=== Extract provided ===
--------------------------------------------------
Use Lookup Tables Instead of complex calculations or a multi-case switch statement repeatedly, you can pre-compute the results for all possible inputs and store them in a slice or map. This transforms an expensive computation into a very fast, constant-time memory lookup operation. Use this if have more than 20 options in switch case and/or switch case is executed very tight in loop. Dont compromise readability if its not worth the effort.
Optimize Hot Paths First Don't waste time optimizing code that rarely runs. Use profiling tools like pprof to identify the "hot paths"—the small number of functions where your program spends the vast majority of its time. Focusing your optimization efforts on these specific bottlenecks will yield the greatest gains.
Avoid Reflection in Performance-Critical Code Go's reflect package is powerful for dynamic programming but is also notoriously slow because it must inspect and manipulate types at runtime. In performance-sensitive code, avoid reflection and consider faster alternatives like code generation, type assertions, or generics.
Batch Operations Processing items in batches amortizes fixed overheads from function calls, system calls, or network round-trips. Grouping items (e.g., sending multiple database inserts in one query) is a fundamental strategy for increasing throughput in any system.
--------------------------------------------------
=== Rows ===
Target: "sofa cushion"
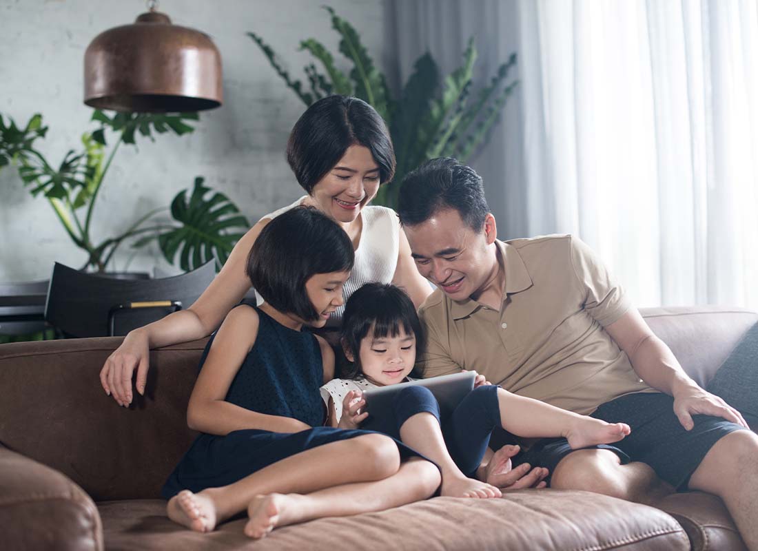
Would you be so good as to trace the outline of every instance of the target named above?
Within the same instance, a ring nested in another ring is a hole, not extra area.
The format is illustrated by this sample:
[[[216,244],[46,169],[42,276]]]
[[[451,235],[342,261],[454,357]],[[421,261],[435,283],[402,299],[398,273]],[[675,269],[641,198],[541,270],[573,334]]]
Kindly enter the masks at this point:
[[[436,497],[376,513],[321,518],[274,530],[253,542],[244,520],[215,532],[169,521],[165,502],[99,504],[108,549],[495,549],[601,551],[689,549],[684,530],[666,513],[587,492],[526,490],[501,499]]]
[[[0,345],[0,442],[61,471],[96,501],[160,497],[196,433],[186,406],[205,340],[150,353],[128,408],[99,372],[121,337]]]
[[[687,374],[703,388],[758,321],[754,312],[723,306],[648,308],[640,312]]]
[[[672,493],[655,506],[682,525],[692,551],[747,551],[729,512],[716,496],[703,492]]]

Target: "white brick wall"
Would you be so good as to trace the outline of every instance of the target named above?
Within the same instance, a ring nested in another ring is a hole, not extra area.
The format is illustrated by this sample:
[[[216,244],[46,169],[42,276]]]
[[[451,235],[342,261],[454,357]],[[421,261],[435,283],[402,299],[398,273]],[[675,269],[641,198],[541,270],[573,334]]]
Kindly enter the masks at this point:
[[[359,30],[374,60],[387,67],[388,0],[330,0]],[[172,20],[209,34],[224,61],[224,105],[201,114],[194,133],[161,136],[121,146],[99,197],[96,238],[125,230],[140,213],[168,205],[196,175],[227,194],[252,221],[287,204],[302,190],[284,159],[292,125],[304,110],[268,66],[248,31],[264,36],[291,74],[309,56],[296,51],[313,36],[337,51],[323,0],[163,0]],[[0,0],[0,111],[19,124],[42,112],[50,127],[39,149],[58,164],[90,128],[83,99],[84,50],[98,33],[134,20],[138,0]],[[337,56],[342,63],[341,56]],[[343,68],[347,68],[343,67]],[[131,251],[124,247],[114,269]],[[0,172],[0,281],[42,279],[55,261],[74,267],[84,253],[70,243],[49,205],[23,189],[14,167]],[[157,250],[143,251],[130,269],[175,271]]]

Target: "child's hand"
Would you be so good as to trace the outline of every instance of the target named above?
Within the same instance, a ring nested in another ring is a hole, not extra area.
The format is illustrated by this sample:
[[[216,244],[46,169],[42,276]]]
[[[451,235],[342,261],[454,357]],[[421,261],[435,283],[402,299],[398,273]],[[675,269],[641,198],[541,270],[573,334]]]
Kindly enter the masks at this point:
[[[474,371],[474,373],[476,373],[476,371]],[[488,381],[484,377],[484,375],[480,375],[478,373],[477,373],[476,378],[474,379],[474,388],[476,388],[477,387],[482,387],[484,385],[490,385],[490,384],[492,384],[492,383]]]
[[[361,412],[361,408],[365,405],[362,392],[350,390],[342,401],[342,417],[337,426],[340,428],[358,428],[368,417],[368,412]]]

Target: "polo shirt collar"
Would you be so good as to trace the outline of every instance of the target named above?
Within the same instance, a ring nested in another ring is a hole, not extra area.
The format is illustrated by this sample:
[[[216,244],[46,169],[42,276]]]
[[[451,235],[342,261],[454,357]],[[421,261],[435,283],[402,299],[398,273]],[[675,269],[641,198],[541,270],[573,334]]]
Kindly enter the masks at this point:
[[[524,260],[518,249],[512,245],[495,239],[495,245],[500,254],[498,261],[502,263],[506,272],[506,290],[503,301],[514,293],[520,293],[531,287],[534,283],[531,276],[526,269]],[[475,300],[467,299],[461,302],[451,300],[450,314],[454,320],[462,319],[473,314],[484,306]]]

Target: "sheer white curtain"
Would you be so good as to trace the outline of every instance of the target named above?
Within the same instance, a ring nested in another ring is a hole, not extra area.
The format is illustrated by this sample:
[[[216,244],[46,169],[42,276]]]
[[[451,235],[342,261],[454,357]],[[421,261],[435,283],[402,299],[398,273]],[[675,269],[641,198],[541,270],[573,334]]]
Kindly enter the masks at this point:
[[[496,15],[476,9],[486,3],[460,5],[486,33]],[[508,236],[578,235],[638,305],[758,308],[756,2],[500,8],[503,24],[518,21],[521,82],[508,121],[521,162],[500,173],[503,200],[525,215]],[[480,36],[480,48],[490,39]],[[489,149],[478,170],[509,158]]]

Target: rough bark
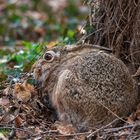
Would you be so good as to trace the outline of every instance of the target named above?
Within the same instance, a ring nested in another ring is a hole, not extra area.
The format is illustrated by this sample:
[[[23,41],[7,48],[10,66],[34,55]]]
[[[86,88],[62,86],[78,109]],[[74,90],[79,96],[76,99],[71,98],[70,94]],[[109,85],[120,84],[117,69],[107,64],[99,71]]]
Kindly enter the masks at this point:
[[[89,0],[90,44],[109,47],[134,74],[140,66],[140,0]]]

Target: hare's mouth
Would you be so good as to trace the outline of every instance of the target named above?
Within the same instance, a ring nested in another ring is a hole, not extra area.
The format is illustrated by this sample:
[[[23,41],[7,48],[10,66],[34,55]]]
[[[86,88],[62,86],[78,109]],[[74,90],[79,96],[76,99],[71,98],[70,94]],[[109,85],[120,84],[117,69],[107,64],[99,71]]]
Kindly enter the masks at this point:
[[[49,78],[49,75],[50,75],[50,71],[49,70],[45,70],[42,75],[40,76],[39,78],[39,81],[44,83],[46,82],[46,80]]]

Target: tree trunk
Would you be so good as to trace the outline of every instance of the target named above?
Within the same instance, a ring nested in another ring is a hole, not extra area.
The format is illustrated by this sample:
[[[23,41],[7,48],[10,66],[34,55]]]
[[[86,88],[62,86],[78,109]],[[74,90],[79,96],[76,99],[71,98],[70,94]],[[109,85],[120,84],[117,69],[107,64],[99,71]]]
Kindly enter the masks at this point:
[[[140,0],[89,0],[90,44],[109,47],[135,74],[140,67]]]

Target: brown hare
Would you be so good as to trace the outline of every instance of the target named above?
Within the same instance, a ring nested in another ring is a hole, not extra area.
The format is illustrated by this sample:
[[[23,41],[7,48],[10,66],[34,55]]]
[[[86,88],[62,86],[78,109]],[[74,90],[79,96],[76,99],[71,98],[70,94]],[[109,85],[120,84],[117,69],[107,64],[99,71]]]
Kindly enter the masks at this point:
[[[105,125],[116,115],[128,115],[136,105],[137,92],[127,67],[104,50],[54,47],[33,69],[59,119],[77,130]]]

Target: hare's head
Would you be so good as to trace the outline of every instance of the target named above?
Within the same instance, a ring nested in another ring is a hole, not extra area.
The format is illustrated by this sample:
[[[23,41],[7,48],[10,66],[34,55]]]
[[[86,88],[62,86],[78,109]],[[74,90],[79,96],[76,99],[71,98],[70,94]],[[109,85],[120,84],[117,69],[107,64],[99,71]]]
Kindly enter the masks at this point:
[[[68,46],[47,49],[32,67],[34,78],[40,82],[47,80],[54,70],[73,56],[70,52],[71,47]]]

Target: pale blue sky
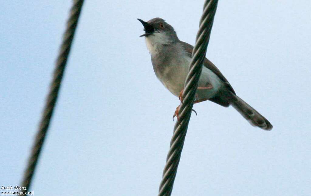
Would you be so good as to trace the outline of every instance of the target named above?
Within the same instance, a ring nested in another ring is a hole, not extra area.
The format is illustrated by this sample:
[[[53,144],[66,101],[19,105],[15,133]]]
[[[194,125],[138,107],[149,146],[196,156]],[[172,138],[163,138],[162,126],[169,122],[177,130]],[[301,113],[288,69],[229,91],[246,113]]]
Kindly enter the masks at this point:
[[[156,77],[136,19],[162,18],[193,45],[203,2],[85,1],[35,195],[157,195],[179,101]],[[22,178],[71,3],[0,2],[0,186]],[[310,7],[220,1],[207,57],[274,128],[196,104],[172,195],[311,194]]]

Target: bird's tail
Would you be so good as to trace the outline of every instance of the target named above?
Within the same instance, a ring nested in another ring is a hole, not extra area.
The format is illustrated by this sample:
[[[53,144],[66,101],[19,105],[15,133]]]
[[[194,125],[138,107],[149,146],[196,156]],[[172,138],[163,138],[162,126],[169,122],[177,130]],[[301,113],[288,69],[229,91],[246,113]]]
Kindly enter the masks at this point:
[[[255,109],[233,93],[230,96],[230,105],[253,126],[269,131],[273,127],[272,125]]]

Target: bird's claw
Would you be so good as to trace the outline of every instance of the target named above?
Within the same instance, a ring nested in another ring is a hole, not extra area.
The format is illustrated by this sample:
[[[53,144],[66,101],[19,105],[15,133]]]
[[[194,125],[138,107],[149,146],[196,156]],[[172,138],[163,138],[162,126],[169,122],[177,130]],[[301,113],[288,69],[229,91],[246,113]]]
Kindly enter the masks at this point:
[[[175,110],[175,112],[174,113],[174,115],[173,115],[173,121],[174,121],[174,118],[175,117],[177,117],[177,120],[178,121],[179,121],[179,107],[180,106],[180,105],[178,106],[176,108],[176,110]],[[193,111],[194,113],[195,114],[196,116],[197,116],[197,112],[195,110],[193,109],[192,109],[191,110]]]

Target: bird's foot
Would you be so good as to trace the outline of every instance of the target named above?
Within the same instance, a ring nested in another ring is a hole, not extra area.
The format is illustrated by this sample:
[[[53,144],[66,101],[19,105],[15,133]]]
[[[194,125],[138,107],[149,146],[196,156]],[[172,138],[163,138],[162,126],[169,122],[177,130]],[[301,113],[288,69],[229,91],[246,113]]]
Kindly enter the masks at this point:
[[[173,121],[174,121],[174,118],[175,117],[177,117],[177,120],[178,121],[179,121],[179,107],[180,106],[180,105],[179,105],[177,108],[176,108],[176,110],[175,110],[175,112],[174,113],[174,115],[173,115]],[[195,114],[196,116],[197,116],[197,112],[195,110],[193,109],[192,109],[191,110],[193,111],[194,113]]]

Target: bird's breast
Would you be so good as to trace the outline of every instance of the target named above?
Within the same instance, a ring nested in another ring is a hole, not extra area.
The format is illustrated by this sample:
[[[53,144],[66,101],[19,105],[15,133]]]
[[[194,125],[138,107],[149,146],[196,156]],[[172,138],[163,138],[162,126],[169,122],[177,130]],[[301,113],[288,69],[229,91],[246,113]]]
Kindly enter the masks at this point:
[[[175,96],[178,96],[183,88],[191,60],[185,57],[162,58],[152,61],[157,77]]]

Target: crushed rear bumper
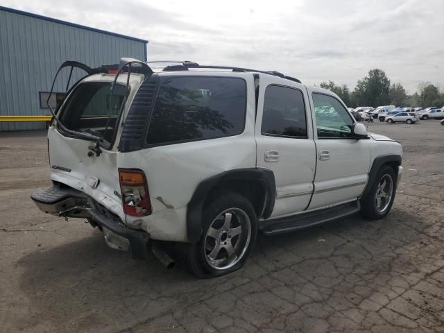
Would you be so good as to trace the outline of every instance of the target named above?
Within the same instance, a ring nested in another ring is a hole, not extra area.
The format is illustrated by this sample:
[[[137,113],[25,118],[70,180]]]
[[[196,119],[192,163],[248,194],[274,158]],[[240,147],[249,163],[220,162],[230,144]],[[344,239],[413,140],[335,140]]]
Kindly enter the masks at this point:
[[[83,192],[53,185],[49,189],[35,190],[31,198],[37,207],[46,214],[90,219],[104,230],[105,240],[111,247],[128,248],[134,259],[146,259],[148,234],[128,228],[119,216]],[[125,246],[126,244],[129,245]]]

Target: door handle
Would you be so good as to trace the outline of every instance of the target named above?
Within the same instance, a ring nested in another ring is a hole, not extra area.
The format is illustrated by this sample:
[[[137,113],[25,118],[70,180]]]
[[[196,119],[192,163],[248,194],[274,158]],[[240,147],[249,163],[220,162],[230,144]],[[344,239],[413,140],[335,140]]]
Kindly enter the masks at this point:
--------------------------------------------------
=== Problem set ===
1. Locate each row that contains the word "white" and copy every such row in full.
2. Extend the Go performance tips from the point at which the text ends.

=== Responses to the exercise ===
1.
Target: "white brick wall"
Target: "sheer white curtain"

2.
Use Slice Tricks for Efficient Operations Go's slice mechanics allow for powerful and efficient in-place operations that can avoid new memory allocations. Learning common idioms for operations like in-place filtering or deleting an element from a slice is key to writing high-performance Go code.
Use Bitfields for Boolean Flags Instead of using a struct with multiple bool fields (each taking at least one byte), you can pack many boolean flags into a single integer using bitwise operations. This can dramatically reduce memory usage, especially when you have large collections of objects with many flags.
Use Generics for Type-Safe, Allocation-Free Containers Since their introduction in Go 1.18, generics have become a powerful tool for writing reusable data structures (e.g., lists, trees) that are both fully type-safe and avoid the heap allocations that were previously necessary with interface-based designs.
Hoist Calculations Out of Loops If a calculation inside a loop produces the same result in every single iteration, it's inefficient to recompute it. Perform that calculation once before the loop begins and store the result in a variable. This guarantees the optimization and can also improve the code's clarity.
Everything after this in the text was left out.